• Exercise aim: In the passage about carrots and eyesight, which food is named as a better source of vitamin A than carrots?

• Exercise passage:

_ _ _

Everyone knows carrots are good for your eyes, right? Is it true? Or is it something your grandmother made up to make you eat your carrots? And if you cut a carrot in half and look at it, the centre looks a bit like an iris. Is that significant?
Carrots are high in beta-carotene, which is a precursor to vitamin A. It is a fact that we need vitamin A for effective vision, so there is some truth behind carrots being good for your eyesight. When the connection was made hundreds of years ago between a carrot looking like an iris, and therefore being good for your eyes, they were right, up to a point. A deficiency in vitamin A will cause eye problems, but if you don't have a deficiency, eating more carrots won't necessarily make your eyesight better. See what we mean?
Carrots aren't the only food to contain vitamin A. A better source is liver, but most people can't stand the sight of liver and find carrots a bit more palatable. Note that if you eat a lot of carrots, you may start to develop a slightly orange complexion. True! Give it a go. (Don't worry, the effects don't last forever, so you won't end up looking like an orange version of Violet Beauregarde).

_ _ _

• Extracted information:
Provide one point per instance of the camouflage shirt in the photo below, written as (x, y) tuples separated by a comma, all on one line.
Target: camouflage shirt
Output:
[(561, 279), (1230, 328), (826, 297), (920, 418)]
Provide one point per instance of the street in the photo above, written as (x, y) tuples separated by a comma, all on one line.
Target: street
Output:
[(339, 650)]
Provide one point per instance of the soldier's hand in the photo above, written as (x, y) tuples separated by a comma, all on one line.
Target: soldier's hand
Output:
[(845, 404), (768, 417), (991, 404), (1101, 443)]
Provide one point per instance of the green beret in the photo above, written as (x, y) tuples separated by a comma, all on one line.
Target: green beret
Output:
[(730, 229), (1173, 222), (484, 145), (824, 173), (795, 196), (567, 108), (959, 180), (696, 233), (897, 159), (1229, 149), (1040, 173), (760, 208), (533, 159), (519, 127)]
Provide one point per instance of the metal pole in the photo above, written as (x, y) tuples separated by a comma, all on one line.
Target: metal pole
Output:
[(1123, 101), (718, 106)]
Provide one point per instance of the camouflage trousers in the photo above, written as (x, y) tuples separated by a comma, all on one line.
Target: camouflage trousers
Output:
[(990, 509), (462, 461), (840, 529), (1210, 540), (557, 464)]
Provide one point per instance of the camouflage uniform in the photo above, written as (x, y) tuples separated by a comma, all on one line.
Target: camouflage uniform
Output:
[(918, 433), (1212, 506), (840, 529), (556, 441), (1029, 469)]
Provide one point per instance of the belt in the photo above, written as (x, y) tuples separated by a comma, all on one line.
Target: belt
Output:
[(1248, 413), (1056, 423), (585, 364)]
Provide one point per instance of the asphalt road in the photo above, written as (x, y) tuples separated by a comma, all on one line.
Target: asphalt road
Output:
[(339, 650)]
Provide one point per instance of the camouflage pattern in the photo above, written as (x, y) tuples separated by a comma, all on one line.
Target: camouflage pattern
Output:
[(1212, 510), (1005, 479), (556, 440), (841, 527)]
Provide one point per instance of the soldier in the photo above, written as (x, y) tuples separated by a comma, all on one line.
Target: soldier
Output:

_ _ _

• Exercise output: Liver.